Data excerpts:
⟨

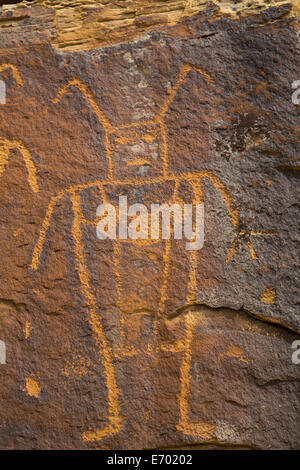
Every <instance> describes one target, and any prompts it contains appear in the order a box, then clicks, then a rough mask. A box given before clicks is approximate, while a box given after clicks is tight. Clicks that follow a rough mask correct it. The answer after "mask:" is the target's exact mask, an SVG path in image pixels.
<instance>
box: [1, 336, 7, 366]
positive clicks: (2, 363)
mask: <svg viewBox="0 0 300 470" xmlns="http://www.w3.org/2000/svg"><path fill="white" fill-rule="evenodd" d="M0 364H6V345H5V343H4V341H0Z"/></svg>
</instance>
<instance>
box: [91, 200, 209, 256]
mask: <svg viewBox="0 0 300 470" xmlns="http://www.w3.org/2000/svg"><path fill="white" fill-rule="evenodd" d="M96 214H97V217H98V218H100V220H99V222H98V224H97V228H96V232H97V237H98V238H99V240H106V239H107V238H109V239H111V240H117V239H119V240H128V239H130V240H169V239H170V238H171V237H173V238H174V240H182V239H183V238H184V239H186V240H187V242H186V244H185V248H186V250H200V249H201V248H202V247H203V245H204V205H203V204H196V205H193V204H183V205H180V204H172V205H168V204H151V208H150V211H148V208H147V207H146V206H145V205H144V204H133V205H132V206H129V207H128V202H127V196H119V206H118V207H117V208H116V207H115V206H113V205H112V204H100V205H99V206H98V208H97V213H96Z"/></svg>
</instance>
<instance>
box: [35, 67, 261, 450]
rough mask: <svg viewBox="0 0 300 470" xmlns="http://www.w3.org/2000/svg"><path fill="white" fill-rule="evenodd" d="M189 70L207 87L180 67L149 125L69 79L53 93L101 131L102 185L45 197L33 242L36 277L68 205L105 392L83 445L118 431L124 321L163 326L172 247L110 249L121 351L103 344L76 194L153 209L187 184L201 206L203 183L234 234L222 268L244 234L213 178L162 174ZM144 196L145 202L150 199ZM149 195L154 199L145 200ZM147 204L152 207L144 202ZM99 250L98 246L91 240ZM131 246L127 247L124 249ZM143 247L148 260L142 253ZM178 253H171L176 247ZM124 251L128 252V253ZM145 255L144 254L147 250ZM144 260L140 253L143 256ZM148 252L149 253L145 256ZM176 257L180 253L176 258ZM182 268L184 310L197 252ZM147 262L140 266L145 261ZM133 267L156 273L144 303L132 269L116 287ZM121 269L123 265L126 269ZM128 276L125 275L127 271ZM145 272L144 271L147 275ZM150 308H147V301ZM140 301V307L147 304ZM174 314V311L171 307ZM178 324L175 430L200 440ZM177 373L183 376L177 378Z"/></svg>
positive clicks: (119, 425)
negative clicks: (218, 206) (106, 413)
mask: <svg viewBox="0 0 300 470" xmlns="http://www.w3.org/2000/svg"><path fill="white" fill-rule="evenodd" d="M191 71H196V72H198V73H199V74H200V75H201V76H202V78H203V79H204V80H205V82H206V83H207V86H210V87H211V86H213V84H214V80H213V78H212V77H211V76H210V75H209V74H208V73H207V72H205V71H204V70H202V69H200V68H199V67H195V66H192V65H185V66H183V67H182V69H181V71H180V73H179V75H178V77H177V79H176V81H175V85H174V87H173V88H172V89H171V91H170V93H169V96H168V97H167V98H166V100H165V102H164V104H163V106H162V108H161V110H160V111H159V113H158V114H157V115H156V117H155V118H154V119H153V120H148V121H142V122H133V123H131V124H130V123H129V124H123V125H120V126H114V125H113V124H112V123H111V121H110V119H109V118H108V116H107V115H106V114H105V113H104V112H103V110H102V109H101V107H100V106H99V104H98V103H97V100H96V98H95V96H94V94H93V93H92V91H91V90H90V89H89V87H88V86H87V85H86V84H85V83H83V82H82V81H81V80H80V79H78V78H74V79H72V80H70V81H69V82H68V83H67V84H66V85H65V86H64V87H63V88H62V89H61V90H60V91H59V92H58V95H57V97H56V99H55V102H59V101H61V100H62V99H63V97H64V95H65V94H66V93H69V92H70V91H72V89H74V88H77V89H78V90H80V92H81V93H82V95H83V96H84V97H85V99H86V101H87V103H88V104H89V106H91V108H92V109H93V111H94V112H95V114H96V115H97V116H98V119H99V121H100V122H101V123H102V125H103V128H104V131H105V146H106V157H107V160H108V168H109V170H108V177H107V179H105V180H103V179H102V180H96V181H92V182H90V183H86V184H79V185H74V186H71V187H68V188H66V189H65V190H63V191H61V192H60V193H59V194H58V195H56V196H55V197H53V198H52V199H51V201H50V203H49V206H48V209H47V212H46V215H45V218H44V221H43V224H42V227H41V230H40V233H39V237H38V240H37V242H36V245H35V247H34V250H33V257H32V268H33V269H34V270H37V269H38V268H39V266H40V262H41V257H42V255H43V249H44V244H45V240H46V237H47V234H48V231H49V228H50V226H51V222H52V218H53V213H54V210H55V208H56V207H57V204H58V203H59V202H60V201H62V200H63V199H64V198H66V197H68V198H70V200H71V203H72V211H73V214H72V216H73V223H72V236H73V241H74V247H75V248H74V249H75V258H76V270H77V273H78V277H79V280H80V286H81V294H82V296H83V297H84V299H85V301H86V303H87V304H88V307H89V321H90V324H91V327H92V329H93V333H94V337H95V341H96V343H97V347H98V350H99V355H100V357H101V360H102V363H103V366H104V371H105V378H106V386H107V390H108V425H107V426H106V427H105V428H103V429H99V430H95V431H87V432H85V433H84V435H83V439H84V440H86V441H95V440H101V439H102V438H104V437H105V436H111V435H113V434H115V433H117V432H118V431H119V430H120V429H121V426H122V418H121V411H120V393H121V392H120V390H119V388H118V385H117V378H116V370H115V366H114V360H115V357H120V356H122V357H124V356H126V355H128V356H130V355H134V354H139V350H138V349H137V348H135V347H134V346H133V347H132V346H131V345H130V344H127V343H126V333H125V329H124V328H125V325H126V321H127V318H128V314H130V313H132V312H133V311H134V312H135V313H139V314H143V313H145V312H146V313H149V312H150V313H151V314H153V317H154V320H153V321H154V327H153V328H154V331H153V334H154V338H155V337H156V334H157V330H158V327H159V323H160V322H163V321H164V320H163V313H164V311H165V309H166V302H167V301H168V297H169V294H168V287H169V283H170V279H171V275H172V272H171V271H172V267H171V262H172V258H173V257H176V256H177V255H174V252H173V248H174V246H173V245H172V242H171V241H170V240H160V241H157V240H152V241H151V240H142V239H139V240H124V241H122V240H119V241H114V242H112V243H113V253H114V261H113V262H114V276H115V279H116V283H117V293H118V300H117V305H118V307H119V310H120V312H121V313H120V315H121V318H120V337H121V346H118V347H114V346H111V345H110V344H109V341H108V339H107V336H106V334H105V332H104V330H103V324H102V320H101V317H100V315H99V311H98V309H99V302H98V299H97V293H96V292H95V288H94V286H93V283H92V277H91V276H92V275H91V272H90V270H89V262H88V255H87V251H88V250H87V246H86V245H85V234H84V233H85V230H86V229H87V228H91V227H92V228H93V230H94V232H95V237H96V226H97V222H98V220H97V218H95V217H94V218H93V219H91V218H89V217H87V216H86V213H85V211H84V207H83V201H82V194H83V193H84V192H85V191H86V190H91V189H96V190H98V191H99V193H100V194H101V201H99V202H102V203H113V199H114V195H117V197H119V194H125V195H127V194H128V195H130V194H133V193H134V192H136V193H137V194H140V195H141V197H142V198H143V201H142V200H141V201H140V202H143V203H149V202H160V203H162V202H163V203H168V204H173V203H179V204H181V203H182V202H183V201H182V192H181V185H184V184H186V185H188V186H189V188H190V189H191V194H192V201H191V202H192V203H193V204H203V202H204V198H203V196H204V195H203V182H204V181H209V182H210V184H211V185H212V186H213V188H214V189H215V191H216V192H217V193H218V194H219V197H220V198H221V199H222V201H223V203H224V205H225V207H226V210H227V212H228V217H229V219H230V222H231V226H232V232H233V234H234V236H233V241H232V245H231V248H230V250H229V252H228V255H227V259H226V262H227V263H228V262H230V260H231V259H232V257H233V256H234V254H235V253H236V251H237V248H238V242H239V240H240V238H241V237H242V238H243V236H244V235H245V231H241V230H240V218H239V212H238V209H237V208H236V205H235V202H234V199H233V196H232V194H231V192H230V191H229V189H228V188H227V187H226V185H225V184H224V183H223V182H222V181H221V180H220V178H219V177H218V176H216V175H215V174H214V172H212V171H209V170H203V171H194V172H185V173H184V174H172V173H171V172H170V170H169V155H168V141H167V130H166V125H165V116H166V114H167V112H168V109H169V107H170V105H171V103H172V102H173V101H174V99H175V97H176V95H177V93H178V90H179V88H180V87H181V86H182V85H183V84H184V82H185V80H186V78H187V76H188V75H189V73H190V72H191ZM166 194H168V196H167V200H163V201H161V200H158V198H159V197H166V196H165V195H166ZM150 195H151V197H150ZM153 195H154V198H155V199H156V200H155V201H153ZM151 198H152V200H151ZM249 235H250V236H260V235H270V233H269V232H264V231H261V232H254V231H251V232H249ZM247 239H248V241H247V244H248V248H249V250H250V255H251V258H252V259H256V256H257V255H256V253H255V251H254V247H253V245H252V243H251V241H249V240H250V238H249V237H248V238H247ZM98 243H101V241H98ZM132 247H133V248H132ZM149 247H151V250H152V251H151V253H150V251H149V250H148V248H149ZM177 249H178V248H177ZM130 250H132V251H130ZM147 250H148V251H147ZM145 253H146V254H145ZM149 253H150V254H149ZM179 253H181V252H180V251H179ZM186 256H187V258H186V260H185V262H186V263H187V265H188V271H189V276H188V279H187V284H188V285H187V288H186V290H187V294H186V298H185V301H184V307H188V306H192V305H194V304H196V303H197V291H198V286H197V265H198V252H197V251H191V252H188V254H187V255H186ZM146 258H147V259H146ZM130 259H131V260H133V262H135V263H136V262H137V261H139V260H140V262H141V263H142V262H143V263H146V264H147V262H148V261H149V259H150V260H151V262H152V267H153V266H154V268H153V269H154V270H156V271H157V272H158V276H159V281H158V282H157V284H158V288H157V289H156V293H155V295H153V296H151V298H150V300H149V299H147V301H146V302H145V297H147V296H145V294H144V293H143V289H142V288H143V286H142V285H141V284H140V282H142V283H144V280H143V279H142V280H140V279H139V275H138V274H136V273H134V268H132V271H130V273H133V274H132V276H133V277H132V278H130V273H129V275H128V278H129V280H128V283H129V290H130V292H129V293H128V284H126V286H124V285H123V284H124V278H123V276H122V266H123V264H124V263H125V264H124V266H127V268H128V266H129V264H128V260H130ZM126 263H127V264H126ZM128 269H129V268H128ZM149 269H150V268H149ZM148 301H149V302H150V305H149V302H148ZM147 302H148V303H147ZM177 307H178V306H177ZM186 318H187V320H186V339H185V349H186V351H187V352H186V354H185V355H184V358H183V365H182V374H181V381H182V383H181V390H182V391H181V396H180V413H181V420H180V423H179V425H178V429H179V430H180V431H182V432H184V433H185V434H193V435H196V436H197V435H199V436H200V437H203V436H204V435H205V436H209V435H210V429H206V430H204V431H205V432H204V431H203V425H201V423H200V424H197V423H196V424H195V423H194V424H190V423H189V420H188V394H189V383H188V379H187V377H188V373H185V372H186V371H187V372H188V370H189V368H190V367H191V355H190V353H189V352H188V351H189V347H190V344H191V342H192V339H193V334H194V333H193V332H194V322H195V318H194V317H193V315H192V314H191V315H190V314H188V315H187V317H186ZM157 348H159V345H158V344H157V343H156V342H155V339H154V341H153V343H152V344H151V345H148V349H149V352H152V353H153V351H155V350H157ZM184 371H185V372H184Z"/></svg>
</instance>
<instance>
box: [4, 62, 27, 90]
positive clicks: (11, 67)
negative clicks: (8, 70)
mask: <svg viewBox="0 0 300 470" xmlns="http://www.w3.org/2000/svg"><path fill="white" fill-rule="evenodd" d="M5 70H10V71H11V72H12V74H13V77H14V79H15V80H16V82H17V84H18V85H20V86H22V87H23V86H24V80H23V78H22V75H21V73H20V72H19V69H18V67H16V66H15V65H14V64H1V65H0V73H1V72H4V71H5Z"/></svg>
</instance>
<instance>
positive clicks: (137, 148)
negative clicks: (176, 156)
mask: <svg viewBox="0 0 300 470" xmlns="http://www.w3.org/2000/svg"><path fill="white" fill-rule="evenodd" d="M109 145H110V149H109V151H110V152H111V158H112V161H113V167H114V172H113V173H114V180H121V181H126V180H132V179H148V178H157V177H159V176H162V175H163V170H164V150H165V149H164V142H163V135H162V131H161V127H160V125H159V124H157V123H154V122H153V123H144V124H133V125H131V126H130V125H129V126H126V127H124V128H123V127H122V128H118V129H114V130H113V132H112V133H111V134H110V140H109Z"/></svg>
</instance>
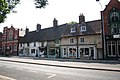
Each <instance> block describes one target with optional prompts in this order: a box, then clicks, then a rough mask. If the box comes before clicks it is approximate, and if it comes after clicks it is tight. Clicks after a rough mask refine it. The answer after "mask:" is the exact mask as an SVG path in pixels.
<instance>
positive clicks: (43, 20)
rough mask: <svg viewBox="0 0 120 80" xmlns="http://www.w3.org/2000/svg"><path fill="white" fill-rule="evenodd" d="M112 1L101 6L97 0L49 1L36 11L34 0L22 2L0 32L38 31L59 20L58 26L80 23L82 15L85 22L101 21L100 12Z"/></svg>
mask: <svg viewBox="0 0 120 80" xmlns="http://www.w3.org/2000/svg"><path fill="white" fill-rule="evenodd" d="M109 1H110V0H100V3H101V4H102V7H101V5H100V4H99V2H96V0H48V3H49V5H47V6H46V7H45V8H42V9H36V8H35V5H34V2H33V0H21V4H19V5H17V6H16V8H15V9H14V10H15V11H17V13H10V14H8V15H7V19H6V20H5V22H4V23H2V24H0V32H3V27H6V26H8V27H11V25H13V26H14V27H15V28H20V29H21V28H22V29H26V27H27V28H29V30H30V31H34V30H36V25H37V24H41V28H42V29H43V28H48V27H52V26H53V19H54V18H56V19H57V20H58V25H62V24H65V23H69V22H71V21H74V22H79V21H78V20H79V15H80V14H81V13H83V14H84V16H85V21H92V20H97V19H100V18H101V17H100V11H102V10H103V9H104V8H105V5H107V4H108V3H109Z"/></svg>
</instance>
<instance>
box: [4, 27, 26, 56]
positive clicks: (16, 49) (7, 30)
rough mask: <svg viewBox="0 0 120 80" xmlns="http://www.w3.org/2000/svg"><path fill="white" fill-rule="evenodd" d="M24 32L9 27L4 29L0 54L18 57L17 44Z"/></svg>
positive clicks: (6, 27) (21, 30)
mask: <svg viewBox="0 0 120 80" xmlns="http://www.w3.org/2000/svg"><path fill="white" fill-rule="evenodd" d="M24 35H25V30H23V29H17V28H14V27H13V26H12V25H11V27H10V28H9V27H4V29H3V34H2V53H3V55H18V47H19V46H18V44H19V40H20V38H21V37H22V36H24Z"/></svg>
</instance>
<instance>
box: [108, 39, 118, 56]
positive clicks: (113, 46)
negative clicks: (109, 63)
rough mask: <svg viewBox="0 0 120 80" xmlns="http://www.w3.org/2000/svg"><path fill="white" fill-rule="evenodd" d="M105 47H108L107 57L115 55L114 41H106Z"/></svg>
mask: <svg viewBox="0 0 120 80" xmlns="http://www.w3.org/2000/svg"><path fill="white" fill-rule="evenodd" d="M107 45H108V48H107V49H108V50H107V51H108V55H109V56H113V55H116V52H117V51H116V42H115V41H108V42H107Z"/></svg>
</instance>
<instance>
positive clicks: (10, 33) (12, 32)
mask: <svg viewBox="0 0 120 80" xmlns="http://www.w3.org/2000/svg"><path fill="white" fill-rule="evenodd" d="M9 40H13V31H12V30H10V31H9Z"/></svg>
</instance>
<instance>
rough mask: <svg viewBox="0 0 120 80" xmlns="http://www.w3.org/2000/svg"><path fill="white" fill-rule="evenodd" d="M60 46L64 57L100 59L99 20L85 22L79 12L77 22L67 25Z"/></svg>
mask: <svg viewBox="0 0 120 80" xmlns="http://www.w3.org/2000/svg"><path fill="white" fill-rule="evenodd" d="M60 46H61V51H62V57H65V58H80V59H102V57H103V54H102V36H101V20H95V21H89V22H85V17H84V15H83V14H81V15H80V16H79V23H75V24H70V25H68V26H67V29H66V31H65V32H64V34H63V35H62V36H61V44H60Z"/></svg>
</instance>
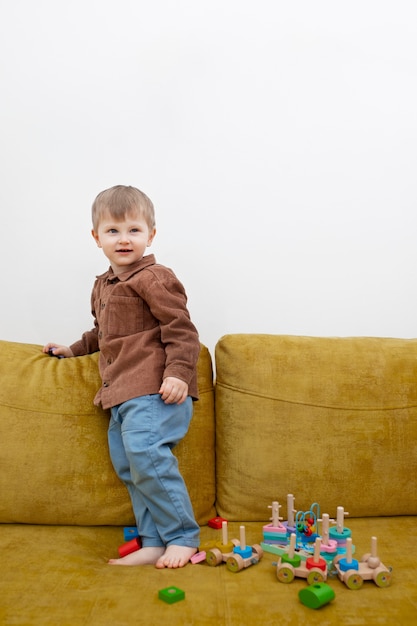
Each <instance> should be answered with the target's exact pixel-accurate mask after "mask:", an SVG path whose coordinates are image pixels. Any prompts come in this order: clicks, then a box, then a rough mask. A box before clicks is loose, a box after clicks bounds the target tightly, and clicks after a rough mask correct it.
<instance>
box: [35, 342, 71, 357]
mask: <svg viewBox="0 0 417 626" xmlns="http://www.w3.org/2000/svg"><path fill="white" fill-rule="evenodd" d="M42 352H46V354H48V353H49V354H52V355H53V356H63V357H66V358H68V357H71V356H74V353H73V351H72V350H71V348H68V346H61V345H59V344H57V343H47V344H46V346H44V347H43V349H42Z"/></svg>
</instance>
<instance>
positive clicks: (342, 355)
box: [216, 335, 417, 521]
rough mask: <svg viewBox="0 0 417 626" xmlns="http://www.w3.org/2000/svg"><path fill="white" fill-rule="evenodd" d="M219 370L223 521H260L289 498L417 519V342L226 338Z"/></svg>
mask: <svg viewBox="0 0 417 626" xmlns="http://www.w3.org/2000/svg"><path fill="white" fill-rule="evenodd" d="M216 367H217V380H216V434H217V455H216V458H217V472H216V477H217V478H216V480H217V510H218V512H219V514H220V515H222V516H223V517H225V518H227V519H229V520H242V519H244V520H250V521H253V520H259V519H261V518H262V516H263V515H265V506H266V505H268V504H270V502H271V501H272V500H278V501H282V500H283V498H284V497H285V495H286V494H288V493H293V494H295V496H296V501H295V504H296V507H297V504H299V505H301V502H308V501H309V499H311V498H314V499H316V500H317V501H318V502H319V503H320V506H321V510H322V511H323V512H327V513H329V514H332V513H334V512H335V511H336V508H337V506H341V505H343V506H344V507H345V509H346V511H348V512H349V513H350V515H351V516H355V517H362V516H367V515H370V516H378V515H416V514H417V480H416V475H417V340H414V339H413V340H404V339H389V338H371V337H360V338H323V337H321V338H319V337H293V336H272V335H229V336H226V337H224V338H222V339H220V340H219V342H218V344H217V346H216ZM388 473H389V480H388V479H387V474H388Z"/></svg>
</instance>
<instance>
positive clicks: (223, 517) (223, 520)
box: [207, 516, 227, 530]
mask: <svg viewBox="0 0 417 626" xmlns="http://www.w3.org/2000/svg"><path fill="white" fill-rule="evenodd" d="M223 522H227V520H225V519H224V517H220V516H218V517H212V518H211V519H209V521H208V522H207V526H209V527H210V528H215V529H216V530H220V528H221V527H222V524H223Z"/></svg>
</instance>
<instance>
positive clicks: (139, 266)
mask: <svg viewBox="0 0 417 626" xmlns="http://www.w3.org/2000/svg"><path fill="white" fill-rule="evenodd" d="M155 263H156V259H155V255H153V254H148V255H147V256H144V257H142V258H141V259H140V260H139V261H136V263H135V264H134V265H132V267H131V268H130V269H129V271H127V272H122V273H121V274H117V275H116V274H115V273H114V272H113V270H112V268H111V267H109V269H108V270H107V272H104V274H101V275H100V276H97V278H101V279H104V280H107V281H108V282H115V281H117V280H119V281H120V282H124V281H126V280H128V279H129V278H130V277H131V276H133V274H136V272H140V271H141V270H143V269H144V268H145V267H149V265H155Z"/></svg>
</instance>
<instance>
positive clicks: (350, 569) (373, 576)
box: [333, 537, 392, 589]
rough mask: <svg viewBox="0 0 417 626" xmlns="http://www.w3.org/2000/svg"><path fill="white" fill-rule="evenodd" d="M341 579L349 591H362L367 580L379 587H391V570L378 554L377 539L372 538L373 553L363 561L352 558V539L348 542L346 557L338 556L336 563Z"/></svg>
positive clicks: (344, 556)
mask: <svg viewBox="0 0 417 626" xmlns="http://www.w3.org/2000/svg"><path fill="white" fill-rule="evenodd" d="M333 563H334V567H335V568H336V571H337V575H338V577H339V579H340V580H341V581H342V582H343V583H344V584H345V585H346V586H347V587H348V589H360V588H361V587H362V585H363V582H364V581H365V580H373V581H374V583H375V584H376V585H377V586H378V587H389V585H390V584H391V579H392V574H391V570H390V569H388V568H387V567H385V565H384V564H383V563H381V560H380V559H379V557H378V554H377V538H376V537H372V538H371V553H370V554H365V555H364V556H363V557H362V559H361V561H357V560H356V559H354V558H352V538H351V537H348V538H347V540H346V555H345V556H343V555H338V556H337V557H336V558H335V559H334V561H333Z"/></svg>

⟩

With the pictures omitted, restate word for word the lines above from the line that has "positive clicks: (10, 33) (12, 32)" up to and including the line that has "box: [216, 335, 417, 521]", and no other lines.

**EXERCISE RESPONSE**:
positive clicks: (10, 33) (12, 32)
mask: <svg viewBox="0 0 120 80" xmlns="http://www.w3.org/2000/svg"><path fill="white" fill-rule="evenodd" d="M9 40H13V31H12V30H10V31H9Z"/></svg>
</instance>
<instance>
rough mask: <svg viewBox="0 0 120 80" xmlns="http://www.w3.org/2000/svg"><path fill="white" fill-rule="evenodd" d="M60 46L64 57L100 59L99 20L85 22L79 12L77 22L67 25Z"/></svg>
mask: <svg viewBox="0 0 120 80" xmlns="http://www.w3.org/2000/svg"><path fill="white" fill-rule="evenodd" d="M60 46H61V51H62V57H65V58H80V59H102V57H103V54H102V36H101V20H95V21H89V22H85V17H84V15H83V14H81V15H80V16H79V23H75V24H70V25H68V26H67V29H66V31H65V32H64V34H63V35H62V36H61V44H60Z"/></svg>
</instance>
Each <instance> should be answered with the target's exact pixel-accurate mask after "mask:", an SVG path whose coordinates are image pixels. Any prompts come in this order: clicks, then a box, then a rough mask. A box before clicks is loose, a box after clicks bounds the target tightly, and clicks after a rough mask correct it.
<instance>
box: [35, 342, 71, 357]
mask: <svg viewBox="0 0 417 626" xmlns="http://www.w3.org/2000/svg"><path fill="white" fill-rule="evenodd" d="M42 352H46V354H48V353H49V354H52V355H53V356H63V357H66V358H68V357H71V356H74V353H73V351H72V350H71V348H68V346H61V345H59V344H57V343H47V344H46V346H44V347H43V349H42Z"/></svg>
</instance>
<instance>
positive clicks: (342, 355)
box: [216, 335, 417, 521]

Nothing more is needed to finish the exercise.